### Activity
Please rewrite everything from the start of the records down to the line containing "positive clicks: (51, 384)", replacing "rough mask" with "coarse mask" and leaving all else unchanged. Leave the pictures out of your answer.

### Data supplied
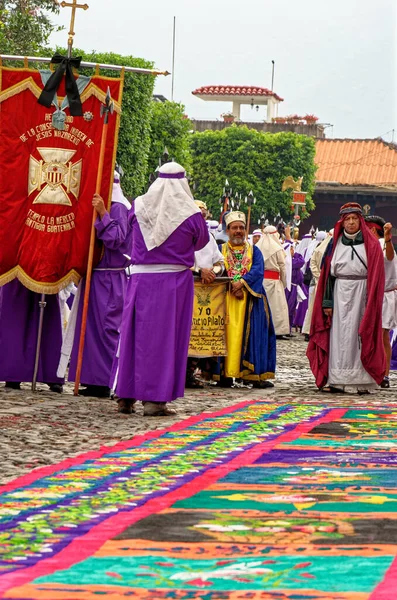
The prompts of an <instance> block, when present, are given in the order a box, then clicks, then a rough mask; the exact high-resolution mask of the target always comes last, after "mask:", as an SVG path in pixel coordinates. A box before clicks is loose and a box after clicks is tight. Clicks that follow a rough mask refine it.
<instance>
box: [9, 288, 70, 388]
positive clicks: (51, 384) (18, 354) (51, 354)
mask: <svg viewBox="0 0 397 600" xmlns="http://www.w3.org/2000/svg"><path fill="white" fill-rule="evenodd" d="M40 299H41V294H38V293H35V292H32V291H31V290H29V289H27V288H26V287H24V286H23V285H22V283H20V282H19V281H18V280H17V279H14V280H13V281H11V282H10V283H7V284H6V285H4V286H3V287H1V288H0V381H5V382H6V387H7V388H12V389H20V387H21V382H22V381H23V382H31V381H32V379H33V372H34V365H35V358H36V347H37V335H38V331H39V318H40V306H39V302H40ZM45 301H46V306H45V309H44V319H43V331H42V336H41V346H40V359H39V367H38V373H37V381H38V382H41V383H47V384H48V385H49V387H50V390H51V391H53V392H56V393H61V392H62V384H63V382H64V380H63V378H62V377H58V376H57V366H58V361H59V356H60V353H61V346H62V319H61V307H60V304H59V298H58V294H46V296H45Z"/></svg>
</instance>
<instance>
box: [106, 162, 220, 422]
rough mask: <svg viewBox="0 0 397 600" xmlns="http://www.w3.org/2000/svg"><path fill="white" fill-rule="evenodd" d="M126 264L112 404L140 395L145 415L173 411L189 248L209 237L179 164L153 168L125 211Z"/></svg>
mask: <svg viewBox="0 0 397 600" xmlns="http://www.w3.org/2000/svg"><path fill="white" fill-rule="evenodd" d="M129 223H130V225H131V226H132V256H131V259H132V267H131V269H130V270H131V277H130V279H129V281H128V285H127V292H126V297H125V305H124V312H123V319H122V324H121V334H120V348H119V352H118V353H117V354H118V361H117V371H116V381H115V383H114V389H115V392H116V395H117V397H118V405H119V412H123V413H128V414H129V413H131V412H133V411H134V407H133V405H134V403H135V402H136V401H137V400H141V401H142V402H143V404H144V415H145V416H164V415H167V414H174V413H175V411H173V410H172V409H169V408H168V407H167V403H169V402H171V401H172V400H175V399H176V398H181V397H183V396H184V389H185V375H186V365H187V355H188V347H189V339H190V331H191V322H192V312H193V273H192V271H191V270H190V269H191V267H192V266H193V265H194V253H195V252H196V251H198V250H201V249H202V248H204V246H206V245H207V244H208V242H209V233H208V228H207V225H206V223H205V221H204V219H203V217H202V215H201V211H200V209H199V208H198V206H197V205H196V204H195V203H194V201H193V198H192V195H191V192H190V189H189V185H188V182H187V180H186V174H185V170H184V169H183V167H181V166H180V165H178V164H177V163H175V162H170V163H167V164H165V165H163V166H162V167H161V168H160V169H159V174H158V178H157V180H156V181H155V182H154V183H153V184H152V185H151V186H150V188H149V190H148V191H147V193H146V194H145V195H144V196H141V197H139V198H137V199H136V200H135V202H134V205H133V207H132V209H131V211H130V215H129Z"/></svg>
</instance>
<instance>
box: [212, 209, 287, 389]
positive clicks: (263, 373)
mask: <svg viewBox="0 0 397 600" xmlns="http://www.w3.org/2000/svg"><path fill="white" fill-rule="evenodd" d="M225 220H226V233H227V235H228V238H229V241H228V242H226V243H225V244H223V246H222V248H221V251H222V254H223V257H224V261H225V269H226V272H227V275H228V276H229V277H230V278H231V279H232V282H231V286H230V291H229V292H228V294H227V297H226V302H227V315H228V324H227V327H226V338H227V351H228V354H227V356H226V357H225V359H224V361H222V362H223V364H221V365H220V372H219V374H218V378H219V380H220V385H230V381H231V379H230V378H233V377H234V378H241V379H243V380H244V381H247V382H251V383H254V385H255V386H256V387H273V384H272V383H271V382H270V379H274V376H275V369H276V336H275V332H274V326H273V321H272V317H271V312H270V309H269V304H268V301H267V297H266V292H265V290H264V289H263V285H262V284H263V273H264V261H263V257H262V253H261V251H260V250H258V248H257V247H256V246H251V245H250V244H249V243H248V242H247V241H246V231H245V225H246V219H245V215H244V213H242V212H240V211H235V212H231V213H229V214H228V215H226V219H225Z"/></svg>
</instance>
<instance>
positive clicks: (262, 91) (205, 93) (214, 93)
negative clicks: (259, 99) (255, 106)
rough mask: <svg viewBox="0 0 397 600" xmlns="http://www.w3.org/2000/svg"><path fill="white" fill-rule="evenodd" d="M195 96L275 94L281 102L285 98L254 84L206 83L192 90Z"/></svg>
mask: <svg viewBox="0 0 397 600" xmlns="http://www.w3.org/2000/svg"><path fill="white" fill-rule="evenodd" d="M192 94H193V95H194V96H267V97H269V96H270V97H271V96H273V97H274V98H275V99H276V100H279V102H283V100H284V99H283V98H281V97H280V96H278V94H276V93H275V92H272V91H271V90H268V89H267V88H262V87H255V86H252V85H205V86H203V87H201V88H197V90H194V92H192Z"/></svg>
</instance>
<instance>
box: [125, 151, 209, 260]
mask: <svg viewBox="0 0 397 600" xmlns="http://www.w3.org/2000/svg"><path fill="white" fill-rule="evenodd" d="M199 212H200V209H199V208H198V206H197V205H196V204H195V202H194V200H193V196H192V193H191V191H190V188H189V184H188V182H187V179H186V173H185V170H184V168H183V167H181V165H178V163H175V162H170V163H166V164H165V165H163V166H162V167H160V169H159V174H158V178H157V179H156V181H155V182H154V183H152V185H151V186H150V188H149V189H148V191H147V192H146V194H144V195H143V196H139V198H137V199H136V200H135V214H136V218H137V220H138V223H139V227H140V228H141V233H142V236H143V239H144V240H145V244H146V248H147V249H148V250H153V248H157V247H158V246H161V244H163V243H164V242H165V241H166V240H167V239H168V238H169V237H170V235H172V234H173V233H174V231H175V230H176V229H177V228H178V227H179V225H181V224H182V223H183V222H184V221H186V219H188V218H189V217H191V216H192V215H195V214H196V213H199Z"/></svg>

### Solution
The prompts of an <instance> block, when present, are given in the order a box, then clicks, then a coarse mask; the exact high-resolution mask of the target always comes last, after "mask:", as an SVG path in pixel coordinates. A box before clicks is loose and a box after clicks is tight. Clicks that follow a coarse mask refine it.
<instance>
box: [9, 288, 70, 388]
positive clicks: (51, 384) (18, 354) (51, 354)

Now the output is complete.